* Aim
Carry on the article about Lendingkart and financial inclusion through social media, starting right after its final sentence.

begin Source text

B2B Payments

Financial Inclusion Via Social Media

As India’s SMEs grapple with access to working capital, startup Lendingkart says social media, and other forms of data can uncover patterns and behaviors that can determine creditworthiness among the financially underserved.

As emerging markets foster emerging middle classes, and untapped markets yield new revenue opportunities for SMEs, technology becomes a key instrument in determining the creditworthiness of people who have had limited, or no, access to credit in the past.

One prime example of this lies in India, where small and midsized enterprises may have huge potential, if only they had access to credit and specifically to the working capital they need to actually stay in business.

One company making the leap into financial inclusion is Lendingkart, which is a startup based in Ahmedabad, and which has linked with Lenddo, based in Singapore. The partnership is geared toward exploring and expanding the use of social media to help boost lending and credit evaluation in India.

In an interview with PYMNTS, a Lendingkart spokeswoman noted that within India, “information asymmetry is pervasive … It’s often cumbersome for people to prove their identity and access financial services … we want to resolve this major business challenge that often inhibits the country’s growth. By using nontraditional data, we’ll be able to provide credit access to thousands of creditworthy unbanked SMEs.”

end Source text
begin Given records

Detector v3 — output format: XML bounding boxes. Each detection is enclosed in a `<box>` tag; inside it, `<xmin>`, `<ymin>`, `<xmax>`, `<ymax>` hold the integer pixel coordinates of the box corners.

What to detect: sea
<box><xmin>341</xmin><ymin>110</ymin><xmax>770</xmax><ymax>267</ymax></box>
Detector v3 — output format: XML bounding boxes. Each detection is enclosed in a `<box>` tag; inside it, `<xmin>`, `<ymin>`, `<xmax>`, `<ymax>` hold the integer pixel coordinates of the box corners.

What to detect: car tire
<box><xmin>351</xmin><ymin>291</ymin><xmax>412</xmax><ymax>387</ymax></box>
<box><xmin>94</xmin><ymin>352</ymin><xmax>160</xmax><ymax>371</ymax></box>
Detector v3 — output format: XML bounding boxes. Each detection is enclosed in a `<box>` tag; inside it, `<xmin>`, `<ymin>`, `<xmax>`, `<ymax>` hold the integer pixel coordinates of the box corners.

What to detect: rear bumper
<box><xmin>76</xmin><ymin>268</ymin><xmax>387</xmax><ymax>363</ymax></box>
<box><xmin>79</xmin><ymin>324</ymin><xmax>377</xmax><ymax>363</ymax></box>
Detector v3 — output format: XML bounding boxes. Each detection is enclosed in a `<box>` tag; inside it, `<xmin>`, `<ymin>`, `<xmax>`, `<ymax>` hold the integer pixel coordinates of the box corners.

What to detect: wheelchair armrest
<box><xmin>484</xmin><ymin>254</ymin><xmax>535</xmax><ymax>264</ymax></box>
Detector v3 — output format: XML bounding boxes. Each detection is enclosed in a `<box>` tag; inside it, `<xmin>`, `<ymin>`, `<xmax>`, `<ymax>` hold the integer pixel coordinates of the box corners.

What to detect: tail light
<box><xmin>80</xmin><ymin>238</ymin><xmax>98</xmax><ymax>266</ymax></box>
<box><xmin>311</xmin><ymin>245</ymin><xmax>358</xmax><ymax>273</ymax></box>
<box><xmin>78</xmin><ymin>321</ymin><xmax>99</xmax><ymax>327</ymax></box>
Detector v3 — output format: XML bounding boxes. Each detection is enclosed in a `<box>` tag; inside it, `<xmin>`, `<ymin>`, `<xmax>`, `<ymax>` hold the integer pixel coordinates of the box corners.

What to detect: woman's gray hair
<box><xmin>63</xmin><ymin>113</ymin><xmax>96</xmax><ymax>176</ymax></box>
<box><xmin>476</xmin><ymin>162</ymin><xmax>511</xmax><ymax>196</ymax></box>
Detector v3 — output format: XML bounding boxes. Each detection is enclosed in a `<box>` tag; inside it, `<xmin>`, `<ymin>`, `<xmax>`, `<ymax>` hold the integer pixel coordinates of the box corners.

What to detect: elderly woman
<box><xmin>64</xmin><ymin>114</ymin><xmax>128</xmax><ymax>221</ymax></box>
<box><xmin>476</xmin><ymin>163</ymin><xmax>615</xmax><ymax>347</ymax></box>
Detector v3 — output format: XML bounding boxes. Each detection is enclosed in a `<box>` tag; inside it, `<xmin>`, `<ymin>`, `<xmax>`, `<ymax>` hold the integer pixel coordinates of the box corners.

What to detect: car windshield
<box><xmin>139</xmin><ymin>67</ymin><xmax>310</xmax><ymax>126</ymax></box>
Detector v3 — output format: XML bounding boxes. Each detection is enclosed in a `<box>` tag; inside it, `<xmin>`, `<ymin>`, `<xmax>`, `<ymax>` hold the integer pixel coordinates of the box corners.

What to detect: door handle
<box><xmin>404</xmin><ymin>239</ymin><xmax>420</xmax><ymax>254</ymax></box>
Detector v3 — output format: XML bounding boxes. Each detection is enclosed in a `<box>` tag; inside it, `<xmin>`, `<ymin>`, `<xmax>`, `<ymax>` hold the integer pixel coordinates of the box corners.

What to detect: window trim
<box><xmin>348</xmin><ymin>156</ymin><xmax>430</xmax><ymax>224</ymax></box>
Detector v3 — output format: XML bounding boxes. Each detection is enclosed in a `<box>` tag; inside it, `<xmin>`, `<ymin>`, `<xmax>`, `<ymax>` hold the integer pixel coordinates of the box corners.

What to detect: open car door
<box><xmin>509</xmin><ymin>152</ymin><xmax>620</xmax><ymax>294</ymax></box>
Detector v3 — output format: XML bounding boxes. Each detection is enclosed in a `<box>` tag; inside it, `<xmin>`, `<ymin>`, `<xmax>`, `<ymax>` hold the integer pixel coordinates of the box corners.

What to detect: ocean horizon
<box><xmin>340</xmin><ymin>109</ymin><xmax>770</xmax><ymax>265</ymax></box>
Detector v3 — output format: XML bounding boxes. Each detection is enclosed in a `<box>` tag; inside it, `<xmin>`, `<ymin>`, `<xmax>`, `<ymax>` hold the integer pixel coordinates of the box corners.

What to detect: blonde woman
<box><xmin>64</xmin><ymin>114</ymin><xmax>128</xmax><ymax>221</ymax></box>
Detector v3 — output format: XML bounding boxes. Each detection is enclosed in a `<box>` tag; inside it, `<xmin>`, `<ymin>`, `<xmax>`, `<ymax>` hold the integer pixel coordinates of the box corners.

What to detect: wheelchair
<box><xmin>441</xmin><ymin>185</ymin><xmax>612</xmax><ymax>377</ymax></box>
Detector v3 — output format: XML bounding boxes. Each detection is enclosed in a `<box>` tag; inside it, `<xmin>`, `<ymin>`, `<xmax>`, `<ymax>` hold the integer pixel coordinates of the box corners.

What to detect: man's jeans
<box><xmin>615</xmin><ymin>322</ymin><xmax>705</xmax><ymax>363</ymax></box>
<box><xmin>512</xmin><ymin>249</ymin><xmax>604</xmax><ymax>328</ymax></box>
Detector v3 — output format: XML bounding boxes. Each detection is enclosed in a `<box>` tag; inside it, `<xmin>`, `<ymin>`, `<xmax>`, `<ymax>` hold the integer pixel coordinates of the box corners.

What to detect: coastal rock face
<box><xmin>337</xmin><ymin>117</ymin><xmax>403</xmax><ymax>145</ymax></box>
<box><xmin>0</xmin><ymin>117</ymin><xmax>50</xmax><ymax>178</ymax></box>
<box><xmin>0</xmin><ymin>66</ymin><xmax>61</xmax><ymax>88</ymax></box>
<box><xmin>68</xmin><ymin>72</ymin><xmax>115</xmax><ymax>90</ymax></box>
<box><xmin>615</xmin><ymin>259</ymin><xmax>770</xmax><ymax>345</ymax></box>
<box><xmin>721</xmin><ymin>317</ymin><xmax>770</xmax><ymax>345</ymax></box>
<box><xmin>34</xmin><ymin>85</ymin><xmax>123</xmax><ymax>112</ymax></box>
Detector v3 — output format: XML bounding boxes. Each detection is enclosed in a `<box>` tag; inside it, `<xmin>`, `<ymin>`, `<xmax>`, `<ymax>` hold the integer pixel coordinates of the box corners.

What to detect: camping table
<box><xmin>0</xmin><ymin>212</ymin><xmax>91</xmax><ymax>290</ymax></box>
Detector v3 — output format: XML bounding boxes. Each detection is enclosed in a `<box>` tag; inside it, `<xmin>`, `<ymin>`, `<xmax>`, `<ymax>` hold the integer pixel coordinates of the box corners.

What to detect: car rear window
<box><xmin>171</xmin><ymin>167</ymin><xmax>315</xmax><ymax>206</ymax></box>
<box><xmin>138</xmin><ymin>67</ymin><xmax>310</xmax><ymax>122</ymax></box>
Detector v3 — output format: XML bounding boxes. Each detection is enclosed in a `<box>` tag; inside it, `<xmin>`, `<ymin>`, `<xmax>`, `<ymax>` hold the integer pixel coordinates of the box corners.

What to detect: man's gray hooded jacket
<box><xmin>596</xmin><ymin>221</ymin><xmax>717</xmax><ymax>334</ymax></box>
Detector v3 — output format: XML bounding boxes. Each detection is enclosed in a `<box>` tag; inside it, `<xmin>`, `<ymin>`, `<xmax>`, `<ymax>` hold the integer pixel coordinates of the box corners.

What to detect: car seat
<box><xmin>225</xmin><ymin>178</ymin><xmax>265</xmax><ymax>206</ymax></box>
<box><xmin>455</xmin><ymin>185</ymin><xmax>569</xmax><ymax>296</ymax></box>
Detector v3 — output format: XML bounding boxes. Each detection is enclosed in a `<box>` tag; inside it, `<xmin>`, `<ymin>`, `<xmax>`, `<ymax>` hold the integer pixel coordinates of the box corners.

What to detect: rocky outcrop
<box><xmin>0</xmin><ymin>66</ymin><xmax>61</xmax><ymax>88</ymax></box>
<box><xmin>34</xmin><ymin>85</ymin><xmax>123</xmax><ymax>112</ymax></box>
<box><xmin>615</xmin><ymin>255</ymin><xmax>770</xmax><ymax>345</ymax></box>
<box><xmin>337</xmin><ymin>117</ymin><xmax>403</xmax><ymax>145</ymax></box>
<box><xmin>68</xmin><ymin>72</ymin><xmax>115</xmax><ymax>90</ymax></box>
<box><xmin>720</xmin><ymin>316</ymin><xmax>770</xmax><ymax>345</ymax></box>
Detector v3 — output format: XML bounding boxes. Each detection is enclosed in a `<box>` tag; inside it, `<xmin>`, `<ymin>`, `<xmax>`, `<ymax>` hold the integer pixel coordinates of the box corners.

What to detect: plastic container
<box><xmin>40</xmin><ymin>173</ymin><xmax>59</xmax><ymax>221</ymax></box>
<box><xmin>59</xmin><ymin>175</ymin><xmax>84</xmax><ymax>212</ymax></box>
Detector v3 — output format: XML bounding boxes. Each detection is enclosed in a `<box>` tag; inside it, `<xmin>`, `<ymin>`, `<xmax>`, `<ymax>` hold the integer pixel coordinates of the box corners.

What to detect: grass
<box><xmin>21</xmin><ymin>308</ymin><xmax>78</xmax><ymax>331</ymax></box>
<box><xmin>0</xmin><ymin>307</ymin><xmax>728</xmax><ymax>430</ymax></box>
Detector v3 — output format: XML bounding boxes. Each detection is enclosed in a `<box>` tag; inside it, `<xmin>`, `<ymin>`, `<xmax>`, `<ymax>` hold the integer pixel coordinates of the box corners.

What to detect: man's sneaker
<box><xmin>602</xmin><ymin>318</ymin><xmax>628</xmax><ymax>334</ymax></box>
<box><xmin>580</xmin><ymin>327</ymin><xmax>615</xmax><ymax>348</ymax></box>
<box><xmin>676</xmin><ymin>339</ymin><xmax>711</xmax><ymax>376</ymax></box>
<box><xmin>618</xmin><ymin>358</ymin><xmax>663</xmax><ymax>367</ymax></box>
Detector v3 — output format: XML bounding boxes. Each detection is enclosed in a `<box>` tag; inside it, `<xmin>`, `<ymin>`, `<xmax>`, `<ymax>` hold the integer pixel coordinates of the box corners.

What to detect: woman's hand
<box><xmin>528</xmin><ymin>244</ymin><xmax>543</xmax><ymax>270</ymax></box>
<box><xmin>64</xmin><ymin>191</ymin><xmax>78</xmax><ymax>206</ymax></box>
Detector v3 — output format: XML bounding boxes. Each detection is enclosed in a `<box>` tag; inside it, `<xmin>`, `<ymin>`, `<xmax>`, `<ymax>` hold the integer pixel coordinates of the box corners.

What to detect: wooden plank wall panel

end Given records

* Result
That financial inclusion and alternative credit scoring comes through the exploration of patterns across social networks such as LinkedIn, Google, Yahoo and Twitter to see patterns across data usage, said the spokeswoman, and locations, and even machine fingerprints.

All of this speaks to the use of analytics and big data – that is, a deluge of information that can be winnowed down to key patterns that can ultimately speed access to working capital — a challenge that is faced by SMEs as they need “cash flow management, and the ability to improve productivity, and embrace innovation.”

Yet despite this, she continued, in India, only 44 percent of funding needs are met by traditional lenders, which indeed speaks to a vacuum that may be well-filled by alternative platforms. And, added the spokeswoman, the model is scalable enough to be expanded into Asian countries from Singapore and beyond.

With the advent of social media as a new conduit toward determining creditworthiness, within India there’s a bit of a knotty problem: reaching businesses that are in fact offline. “The primary difference between online and offline SMEs is the presence of a brick-and-mortar establishment to run the business – and access to data sources that can be used,” such as those across social media.

One key toward moving those SME owners who are offline, online, rests with hardware in the form of smartphones. “We have recently launched our mobile website and application to tackle desktop hardware unavailability. Broadband and 1G and 2G penetration is available in towns and cities in India, and with the right data compression technologies, tapping into underserved markets across towns and cities will be a reality,” she said.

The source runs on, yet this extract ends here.